→ **Records supplied**:
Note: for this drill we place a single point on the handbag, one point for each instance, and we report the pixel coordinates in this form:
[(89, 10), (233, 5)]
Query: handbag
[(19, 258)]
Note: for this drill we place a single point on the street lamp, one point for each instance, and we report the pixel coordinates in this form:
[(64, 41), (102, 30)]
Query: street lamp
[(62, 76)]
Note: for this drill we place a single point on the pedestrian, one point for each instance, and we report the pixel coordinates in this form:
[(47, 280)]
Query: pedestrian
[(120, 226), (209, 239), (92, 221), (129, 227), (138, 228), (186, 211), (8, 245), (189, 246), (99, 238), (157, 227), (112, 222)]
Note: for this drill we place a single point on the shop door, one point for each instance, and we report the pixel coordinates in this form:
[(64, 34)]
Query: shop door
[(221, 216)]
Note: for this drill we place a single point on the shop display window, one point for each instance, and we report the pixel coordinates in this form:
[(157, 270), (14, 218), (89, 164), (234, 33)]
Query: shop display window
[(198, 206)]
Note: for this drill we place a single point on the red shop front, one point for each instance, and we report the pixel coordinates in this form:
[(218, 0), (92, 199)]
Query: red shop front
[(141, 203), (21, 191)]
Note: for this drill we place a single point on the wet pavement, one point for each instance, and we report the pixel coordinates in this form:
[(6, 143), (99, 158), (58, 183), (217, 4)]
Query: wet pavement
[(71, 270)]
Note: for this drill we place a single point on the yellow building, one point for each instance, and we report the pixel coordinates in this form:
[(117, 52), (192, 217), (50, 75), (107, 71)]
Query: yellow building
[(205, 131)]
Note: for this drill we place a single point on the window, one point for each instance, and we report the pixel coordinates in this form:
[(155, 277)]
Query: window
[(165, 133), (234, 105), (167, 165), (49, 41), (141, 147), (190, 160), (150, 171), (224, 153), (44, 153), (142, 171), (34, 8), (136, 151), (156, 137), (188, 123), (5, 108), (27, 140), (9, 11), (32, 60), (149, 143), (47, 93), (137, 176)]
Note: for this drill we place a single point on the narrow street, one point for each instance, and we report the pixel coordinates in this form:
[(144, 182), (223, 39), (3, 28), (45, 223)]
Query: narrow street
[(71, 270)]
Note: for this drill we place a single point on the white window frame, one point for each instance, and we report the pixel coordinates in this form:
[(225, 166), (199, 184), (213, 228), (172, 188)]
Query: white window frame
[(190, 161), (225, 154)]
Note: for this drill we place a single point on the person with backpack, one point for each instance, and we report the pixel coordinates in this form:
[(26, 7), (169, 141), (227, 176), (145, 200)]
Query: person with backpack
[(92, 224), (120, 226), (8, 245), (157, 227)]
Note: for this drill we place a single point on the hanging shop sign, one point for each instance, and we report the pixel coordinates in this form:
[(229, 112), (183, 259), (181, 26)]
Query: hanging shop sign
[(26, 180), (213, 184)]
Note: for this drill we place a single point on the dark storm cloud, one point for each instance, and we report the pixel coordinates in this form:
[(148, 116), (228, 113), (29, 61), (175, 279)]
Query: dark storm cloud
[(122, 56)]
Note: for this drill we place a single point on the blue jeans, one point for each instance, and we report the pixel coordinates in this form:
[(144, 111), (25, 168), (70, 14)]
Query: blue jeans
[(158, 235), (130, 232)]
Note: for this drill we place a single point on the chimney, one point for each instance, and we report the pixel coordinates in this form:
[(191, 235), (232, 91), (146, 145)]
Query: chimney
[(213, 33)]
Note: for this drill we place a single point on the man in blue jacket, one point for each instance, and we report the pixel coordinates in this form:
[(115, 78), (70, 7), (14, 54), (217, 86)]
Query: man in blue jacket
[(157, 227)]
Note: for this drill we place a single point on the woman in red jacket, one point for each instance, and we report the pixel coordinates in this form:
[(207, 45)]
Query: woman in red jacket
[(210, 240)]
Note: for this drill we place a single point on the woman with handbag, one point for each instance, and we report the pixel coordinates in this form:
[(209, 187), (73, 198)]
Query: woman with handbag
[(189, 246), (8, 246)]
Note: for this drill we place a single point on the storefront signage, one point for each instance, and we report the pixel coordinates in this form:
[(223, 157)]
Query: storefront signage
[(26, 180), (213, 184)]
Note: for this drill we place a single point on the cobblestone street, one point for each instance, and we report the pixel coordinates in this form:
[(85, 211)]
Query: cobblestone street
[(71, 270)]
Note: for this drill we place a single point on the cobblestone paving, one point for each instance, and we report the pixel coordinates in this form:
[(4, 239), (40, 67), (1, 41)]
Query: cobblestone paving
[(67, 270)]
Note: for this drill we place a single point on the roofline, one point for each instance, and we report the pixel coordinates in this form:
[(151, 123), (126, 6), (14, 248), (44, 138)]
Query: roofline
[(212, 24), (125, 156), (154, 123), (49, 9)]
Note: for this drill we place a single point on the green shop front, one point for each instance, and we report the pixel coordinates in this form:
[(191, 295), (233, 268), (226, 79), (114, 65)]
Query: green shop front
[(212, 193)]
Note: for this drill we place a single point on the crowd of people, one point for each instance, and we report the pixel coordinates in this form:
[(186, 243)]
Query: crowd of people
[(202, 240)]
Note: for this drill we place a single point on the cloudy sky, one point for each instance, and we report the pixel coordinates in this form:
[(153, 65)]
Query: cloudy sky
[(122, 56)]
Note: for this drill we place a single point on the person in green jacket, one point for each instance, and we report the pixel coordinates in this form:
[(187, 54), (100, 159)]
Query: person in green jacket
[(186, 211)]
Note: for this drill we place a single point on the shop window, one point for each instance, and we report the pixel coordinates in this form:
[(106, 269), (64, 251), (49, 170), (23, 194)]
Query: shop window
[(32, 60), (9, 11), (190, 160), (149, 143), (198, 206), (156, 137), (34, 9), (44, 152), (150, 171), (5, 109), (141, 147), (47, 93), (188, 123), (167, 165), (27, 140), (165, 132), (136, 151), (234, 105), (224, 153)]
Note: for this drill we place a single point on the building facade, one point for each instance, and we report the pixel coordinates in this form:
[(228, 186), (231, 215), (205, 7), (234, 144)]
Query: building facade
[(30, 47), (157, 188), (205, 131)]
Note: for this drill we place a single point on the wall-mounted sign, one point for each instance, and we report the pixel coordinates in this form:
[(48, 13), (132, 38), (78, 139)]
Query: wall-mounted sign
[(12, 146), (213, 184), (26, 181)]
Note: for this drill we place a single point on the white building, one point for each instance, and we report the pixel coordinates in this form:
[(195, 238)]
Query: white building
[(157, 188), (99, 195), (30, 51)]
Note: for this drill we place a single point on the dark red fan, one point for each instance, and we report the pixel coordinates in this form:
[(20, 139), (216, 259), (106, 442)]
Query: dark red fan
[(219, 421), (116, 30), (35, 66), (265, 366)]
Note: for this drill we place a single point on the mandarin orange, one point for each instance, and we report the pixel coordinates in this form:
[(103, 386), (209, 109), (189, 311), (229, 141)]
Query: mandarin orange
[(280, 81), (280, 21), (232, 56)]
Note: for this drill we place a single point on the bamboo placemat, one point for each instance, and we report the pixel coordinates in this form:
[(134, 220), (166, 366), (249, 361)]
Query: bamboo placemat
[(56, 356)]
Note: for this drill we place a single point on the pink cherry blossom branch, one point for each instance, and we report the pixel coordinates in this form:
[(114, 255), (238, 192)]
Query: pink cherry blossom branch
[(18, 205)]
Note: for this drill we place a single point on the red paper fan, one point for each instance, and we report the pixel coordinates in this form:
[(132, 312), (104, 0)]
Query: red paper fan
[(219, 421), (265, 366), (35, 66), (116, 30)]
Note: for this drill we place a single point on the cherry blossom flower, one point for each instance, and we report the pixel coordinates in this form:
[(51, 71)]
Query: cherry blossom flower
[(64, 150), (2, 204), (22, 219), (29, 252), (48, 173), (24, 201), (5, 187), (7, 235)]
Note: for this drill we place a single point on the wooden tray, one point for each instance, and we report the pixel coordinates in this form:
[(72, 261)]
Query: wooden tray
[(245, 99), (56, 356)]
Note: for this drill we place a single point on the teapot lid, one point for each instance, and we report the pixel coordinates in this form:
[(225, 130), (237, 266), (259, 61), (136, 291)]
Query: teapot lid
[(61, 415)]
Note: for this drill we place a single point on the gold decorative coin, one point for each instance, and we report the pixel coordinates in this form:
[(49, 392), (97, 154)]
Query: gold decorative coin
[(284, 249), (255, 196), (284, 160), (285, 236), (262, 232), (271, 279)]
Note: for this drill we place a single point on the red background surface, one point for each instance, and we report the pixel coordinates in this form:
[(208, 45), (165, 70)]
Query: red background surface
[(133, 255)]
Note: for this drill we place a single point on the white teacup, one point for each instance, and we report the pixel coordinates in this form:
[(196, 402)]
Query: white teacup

→ **What you should do**: For the listing above, give the number of lines that contain the string "teacup" and nothing else.

→ **Task result**: 2